===== INVOERGEGEVENS

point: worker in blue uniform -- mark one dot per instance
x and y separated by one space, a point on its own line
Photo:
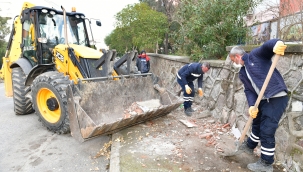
185 77
254 67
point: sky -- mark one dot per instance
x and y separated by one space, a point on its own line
104 10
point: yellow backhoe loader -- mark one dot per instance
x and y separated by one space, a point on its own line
50 68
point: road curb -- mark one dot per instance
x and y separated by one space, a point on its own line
115 154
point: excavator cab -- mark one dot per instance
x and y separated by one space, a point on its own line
50 68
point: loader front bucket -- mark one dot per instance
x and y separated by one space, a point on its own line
104 107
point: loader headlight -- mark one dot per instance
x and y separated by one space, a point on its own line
42 40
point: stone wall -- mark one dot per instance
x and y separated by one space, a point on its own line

==========

→ **OPDRACHT**
Schrijf alle vermeldingen hierboven opnieuw uit, met alle tekstregels, en verschuif daarbij elke x- en y-coördinaat in de antwoorden met -43. Laat de afbeeldingen weg.

→ **UITKOMST**
point: worker in blue uniform -- mark one dot per instance
x and y separated by one space, a point on its own line
Photo:
142 34
211 24
point: sky -- mark one dot per instance
x and y separated by one space, a point on its own line
61 -33
point: yellow backhoe loader -- mark one dot per instance
x and y separated by one space, a point on its own line
7 25
point: road curb -- mark one dot per instance
x and y separated by one space, a point on its own line
72 111
point: excavator cab -- mark one dot per instance
x and y separated by one space, a point on its own line
7 25
point: loader front bucket -- mark one dot per instance
x and y separated by one space, a point on its own line
61 64
point: loader headlight -- mark one dot per instance
x and y separated by one space, a point on its own line
-1 -3
point: stone wall -- mark one dot per instance
x and y separated by one space, a point on its own line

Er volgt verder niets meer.